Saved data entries
==================================================
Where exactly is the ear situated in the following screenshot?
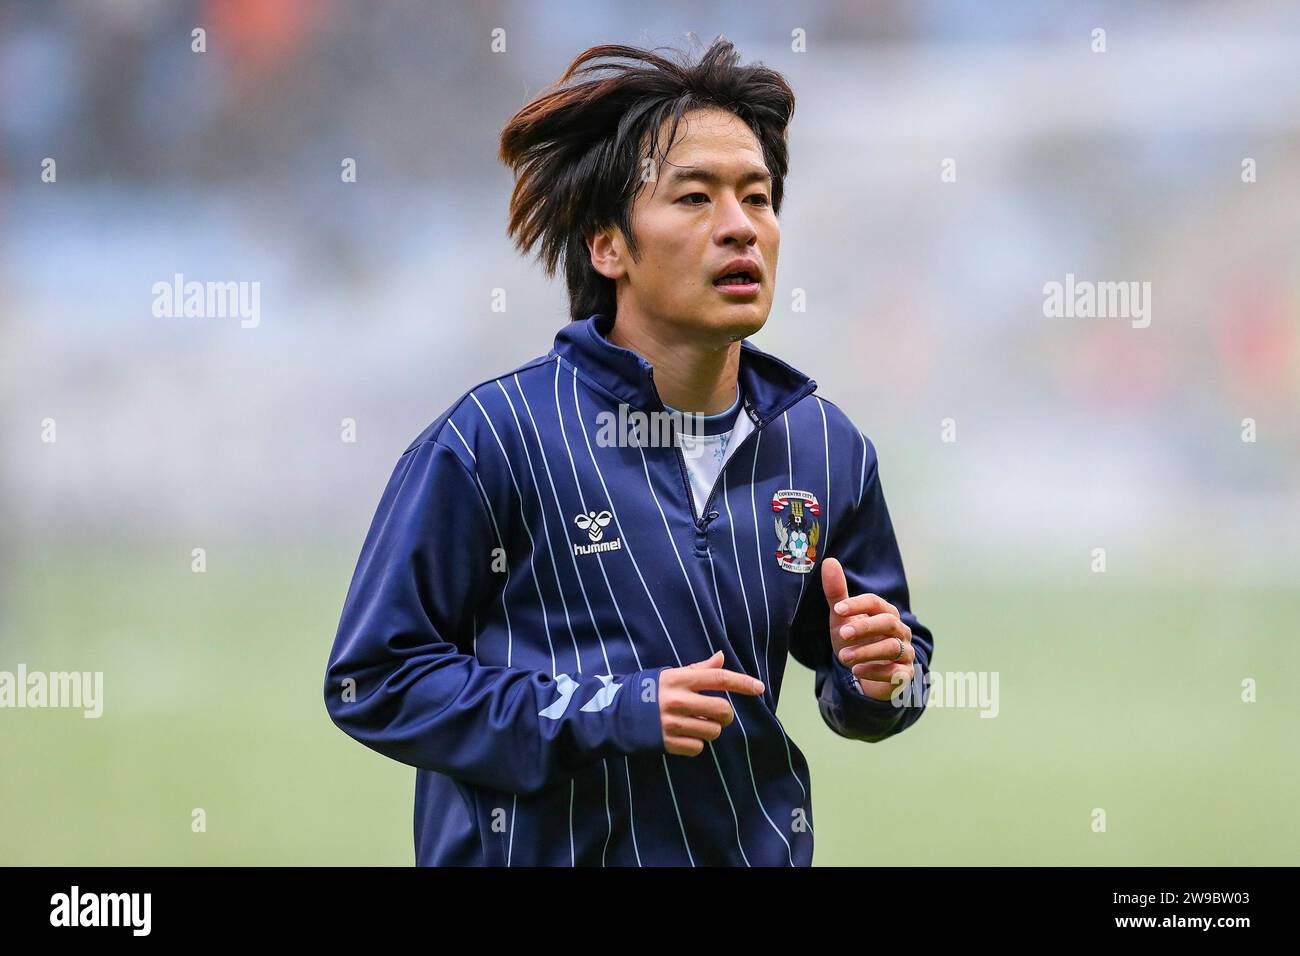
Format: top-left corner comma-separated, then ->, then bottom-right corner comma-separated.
587,227 -> 628,282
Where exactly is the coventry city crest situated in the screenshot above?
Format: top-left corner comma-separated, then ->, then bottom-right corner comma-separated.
772,488 -> 820,574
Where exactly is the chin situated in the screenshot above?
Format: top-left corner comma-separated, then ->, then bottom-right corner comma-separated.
662,301 -> 769,344
713,306 -> 769,342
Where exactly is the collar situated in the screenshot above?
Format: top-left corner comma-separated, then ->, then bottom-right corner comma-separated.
665,383 -> 741,436
552,313 -> 817,426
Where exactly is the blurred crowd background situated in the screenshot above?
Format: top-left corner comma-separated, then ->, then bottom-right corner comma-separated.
1,0 -> 1297,865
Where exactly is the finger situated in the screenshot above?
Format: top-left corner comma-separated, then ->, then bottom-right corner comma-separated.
838,636 -> 913,666
839,637 -> 913,666
665,736 -> 706,757
685,650 -> 725,669
849,661 -> 910,682
669,693 -> 734,725
855,679 -> 904,704
837,613 -> 910,644
678,668 -> 765,696
821,557 -> 849,609
664,715 -> 725,741
831,592 -> 899,620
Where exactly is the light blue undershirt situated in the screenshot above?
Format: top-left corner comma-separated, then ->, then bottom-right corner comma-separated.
664,385 -> 747,515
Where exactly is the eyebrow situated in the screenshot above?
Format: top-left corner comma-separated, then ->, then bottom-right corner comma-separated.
664,165 -> 772,189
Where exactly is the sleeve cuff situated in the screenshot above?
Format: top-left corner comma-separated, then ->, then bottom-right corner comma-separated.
616,666 -> 668,755
832,656 -> 903,710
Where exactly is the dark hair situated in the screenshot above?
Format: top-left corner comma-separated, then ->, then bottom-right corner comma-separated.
498,37 -> 796,322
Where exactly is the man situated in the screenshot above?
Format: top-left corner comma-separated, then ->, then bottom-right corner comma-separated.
324,38 -> 933,866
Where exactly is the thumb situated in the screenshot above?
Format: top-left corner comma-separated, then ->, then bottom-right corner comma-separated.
821,556 -> 849,611
686,650 -> 725,669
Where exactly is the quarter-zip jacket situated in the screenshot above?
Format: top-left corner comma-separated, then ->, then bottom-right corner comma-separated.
324,312 -> 934,866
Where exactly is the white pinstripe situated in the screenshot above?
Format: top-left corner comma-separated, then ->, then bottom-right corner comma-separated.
552,359 -> 652,865
444,420 -> 520,866
702,548 -> 796,864
710,443 -> 797,862
745,429 -> 811,809
722,475 -> 761,684
858,430 -> 868,507
513,372 -> 624,865
772,410 -> 818,818
470,393 -> 556,673
751,431 -> 774,693
785,411 -> 810,632
566,363 -> 697,864
493,380 -> 592,868
465,395 -> 570,865
630,432 -> 754,866
446,421 -> 512,662
816,398 -> 831,557
497,380 -> 583,671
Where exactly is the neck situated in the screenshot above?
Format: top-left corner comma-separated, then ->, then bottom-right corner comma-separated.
607,312 -> 740,415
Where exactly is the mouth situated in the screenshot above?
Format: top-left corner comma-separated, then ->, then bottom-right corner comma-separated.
712,260 -> 762,298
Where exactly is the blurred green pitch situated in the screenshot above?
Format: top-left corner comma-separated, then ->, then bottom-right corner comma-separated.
2,542 -> 1296,865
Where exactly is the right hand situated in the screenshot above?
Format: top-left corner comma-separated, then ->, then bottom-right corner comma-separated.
657,651 -> 765,756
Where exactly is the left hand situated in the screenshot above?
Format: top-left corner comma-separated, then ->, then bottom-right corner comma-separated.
821,557 -> 914,703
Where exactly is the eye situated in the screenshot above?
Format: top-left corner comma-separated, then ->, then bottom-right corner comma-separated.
746,193 -> 771,206
678,192 -> 709,205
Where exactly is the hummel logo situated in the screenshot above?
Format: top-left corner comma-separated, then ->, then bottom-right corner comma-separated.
573,509 -> 622,556
574,509 -> 613,542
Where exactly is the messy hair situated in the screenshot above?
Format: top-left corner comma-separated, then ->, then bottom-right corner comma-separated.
498,37 -> 796,321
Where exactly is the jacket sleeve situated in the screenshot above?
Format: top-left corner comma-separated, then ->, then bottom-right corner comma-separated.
323,436 -> 667,796
789,435 -> 934,743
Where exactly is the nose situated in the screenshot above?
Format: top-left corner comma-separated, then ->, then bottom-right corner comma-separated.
713,192 -> 757,247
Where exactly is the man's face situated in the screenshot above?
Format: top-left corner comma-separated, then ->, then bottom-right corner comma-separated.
591,107 -> 780,345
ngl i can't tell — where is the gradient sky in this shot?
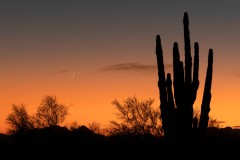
==================================================
**Work order:** Please print out the entries above exactly. The pictures stay out.

**Response:**
Where exactly is the ear situated in the following screenshot?
Format: top-left corner comma-separated, then ->, then bottom-right corner comma-separated.
587,227 -> 628,282
Where exactly is the coventry city crest situated in the screenshot above?
Format: top-left corner comma-separated, then ->, then bottom-right corner comma-separated.
772,488 -> 820,574
Where exactly is the chin situated in the screenshot above?
Format: top-left corner comma-separated, then ->, then bottom-right corner comma-separated.
662,301 -> 769,344
713,306 -> 769,342
Where exactly is the collar situated in the screenshot above?
Format: top-left corner comma-separated, then ->, then bottom-right corner comma-separated.
665,383 -> 741,436
552,313 -> 817,426
Where exactly is the blurred crowd background situated in the screenshot above?
Format: top-left corner comma-separated, then ->, then bottom-right corner comma-separated.
1,0 -> 1297,865
Where exactly is the finger situated in the screenshot above?
Format: top-left corner comma-separated, then ->, then bottom-right corner comma-separated.
838,636 -> 913,666
839,637 -> 913,666
665,736 -> 706,757
685,650 -> 725,669
849,661 -> 910,682
669,693 -> 734,725
855,679 -> 904,704
837,613 -> 910,644
678,668 -> 765,696
821,557 -> 849,609
664,715 -> 725,741
831,592 -> 899,620
Where exactly is the light blue undershirt situated in the screenshot above?
Format: top-left corner comma-separated, then ->, then bottom-right corner comma-separated.
664,385 -> 747,515
Where exactly is the eyebrow situated in the screenshot above?
Format: top-left corner comma-separated, then ->, then bottom-right corner comma-separated.
664,165 -> 772,189
Where exactly is the sleeve cuff situated in the screenshot above?
Format: top-left corner comma-separated, then ->, then bottom-right corner comma-separated.
616,666 -> 668,755
832,656 -> 903,710
Where exactly is the dark hair situated in the screenshot above?
Format: top-left corner comma-separated, then ->, then bottom-right corner comma-separated.
498,37 -> 796,322
Where exactly is the man situated in the screenshot above?
Format: top-left corner comma-separated, then ->, then bottom-right corner comma-separated.
324,38 -> 933,866
Where exactly is the thumb situated in the screenshot above?
Format: top-left corner comma-separated, then ->, then bottom-right corner comma-separated.
821,556 -> 849,611
686,650 -> 725,669
Where exactly is the quarter-zip jacket situated in the screenshot above?
Format: top-left corner comma-separated, then ->, then bottom-right corner comma-separated.
324,312 -> 934,866
Where exactly is the white pinstripe situated in the screenshot above?
Format: top-left corner comma-separated, then ->, then bottom-right corner comma-separated.
552,359 -> 652,865
444,420 -> 520,866
702,548 -> 796,864
710,443 -> 797,862
745,429 -> 811,809
722,475 -> 761,684
858,430 -> 868,507
513,372 -> 624,865
772,410 -> 818,818
470,393 -> 556,673
751,431 -> 774,693
785,411 -> 810,632
566,363 -> 697,864
493,380 -> 592,868
465,395 -> 570,865
630,432 -> 754,866
446,421 -> 512,662
816,398 -> 831,557
497,380 -> 583,671
Where exactly is the neck situated in the screenshot above?
Format: top-left corner comma-separated, then ->, then bottom-right corner comma-separated.
607,312 -> 740,415
Where exactly is the mouth situated in the screenshot above?
Format: top-left corner comma-separated, then ->, then bottom-right corner comma-separated.
712,260 -> 762,298
Where exactly is the blurred green pitch situated in the screenshot above?
Format: top-left corner comma-separated, then ->, then bottom-right corner comma-separated.
2,542 -> 1296,865
Where exactly is the right hand situated in the screenshot above?
Format: top-left corner comma-separated, then ->, then bottom-right corner comma-separated.
657,651 -> 765,756
Where exactly is the left hand situated in the screenshot above?
Format: top-left corner comma-separated, then ->, then bottom-right corner comma-separated.
821,557 -> 914,703
Where exactly is the eye situated in the screenshot above?
Format: top-left corner comma-separated, then ->, then bottom-right corner comma-separated.
746,193 -> 771,206
678,192 -> 709,205
Where exactly is the hummel logo situated in the screenshot above?
Format: top-left corner comma-separated, then ->, then bottom-right corner comma-separated.
573,509 -> 622,556
574,509 -> 613,542
Where exactly is the messy hair situated in the screenshot above?
Format: top-left corner comma-separated, then ->, then bottom-right corner comma-separated.
498,37 -> 796,321
Where exactly is the jacket sleeve situated in the screenshot above?
Format: top-left corner comma-separated, then ->, then bottom-right corner comma-separated.
323,436 -> 667,796
789,435 -> 934,743
Where exactly is the nose situated in the screenshot above?
Format: top-left corner comma-separated, then ->, then bottom-right corner comma-separated.
713,192 -> 757,247
Where exactly is the man's face situated in the screenshot above?
Format: top-left corner comma-separated, then ->, then bottom-right corner comma-separated.
591,107 -> 780,345
ngl i can't tell — where is the gradient sky in this shot?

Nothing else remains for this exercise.